ASSIGNMENT A. Quote the article on Spain's tech regulation word for word, covering everything from "Spain is pressing" down to "in May 2026.".
ASSIGNMENT B.
Answer these questions from the article on Spain's tech regulation:
(i) In which month and year did Spain announce plans to ban social media use by teenagers?
(ii) Who called Prime Minister Pedro Sanchez a tyrant and a totalitarian?
(iii) According to Lopez, how many citizens does the European bloc have?
=== SELECTED EXCERPT ===
Spain is pressing ahead with new rules to make social networks and artificial intelligence safer, despite intense lobbying from the tech industry, the country’s digital transformation minister said in May 2026.
“The profit of four tech companies cannot come at the expense of the rights of millions,” Minister Oscar Lopez told Reuters, adding that “powerful voices” were lobbying against proposed regulation that would curb high-risk AI systems or require companies to disclose how their social media algorithms work.
Spain announced plans in February 2026 to ban social media use by teenagers — with a bill already working through parliament — and to adopt legislation holding executives personally responsible for hate speech on their platforms. Lopez also said anonymity should not shield people from liability if they commit crimes online.
The proposals drew sharp criticism from X platform owner Elon Musk, who called Socialist Prime Minister Pedro Sanchez a tyrant and a totalitarian.
Lopez’s comments aligned with those of European Commission President Ursula von der Leyen, who said the Commission was targeting addictive and harmful design practices by social media firms in its upcoming Digital Fairness Act. Similar moves are underway in Australia, France, and Greece.
Spain has positioned itself as one of Europe’s most vocal advocates for what Lopez called “trustworthy AI” — a model he said should protect privacy, democracy, minors, and public safety rather than prioritize speed or profit. Lopez linked the regulatory push to growing concern over cyberbullying, sexual harassment, and AI-generated sexual deepfakes targeting children, describing the impact on minors as a mental health pandemic.
Lopez said Spain favors a common European approach, arguing that rules are easier to enforce across the bloc of more than 400 million citizens than on a country-by-country basis. He warned that supporters of a deregulatory approach would one day regret defending what he called “the law of the jungle.”
=== COLLECTED MATERIAL ===
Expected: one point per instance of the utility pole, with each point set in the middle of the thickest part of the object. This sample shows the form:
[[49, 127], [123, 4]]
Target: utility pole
===
TASK OUTPUT A.
Spain is pressing ahead with new rules to make social networks and artificial intelligence safer, despite intense lobbying from the tech industry, the country’s digital transformation minister said in May 2026.

TASK OUTPUT B.
(i) February 2026
(ii) Elon Musk, the owner of the X platform
(iii) More than 400 million